_What to work on:_
Your answer must contain only the lines from the one containing "column 1094, row 540" through the end of the entries below, reproduced character for character.

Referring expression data

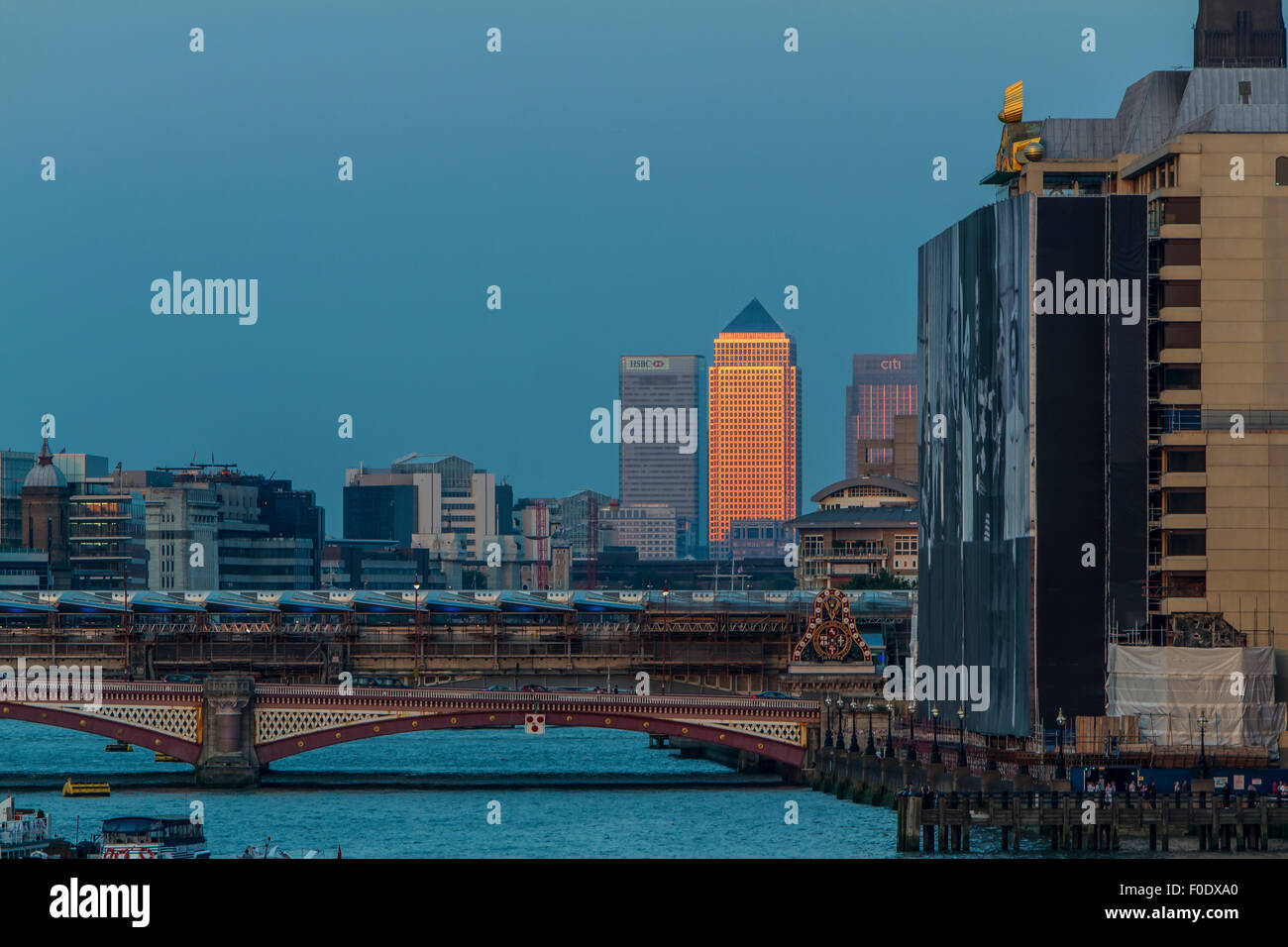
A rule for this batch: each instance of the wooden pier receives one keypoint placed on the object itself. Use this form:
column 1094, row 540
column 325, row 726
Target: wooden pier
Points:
column 938, row 808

_Solved problem:_
column 1094, row 540
column 325, row 726
Target: wooden pier
Points:
column 938, row 808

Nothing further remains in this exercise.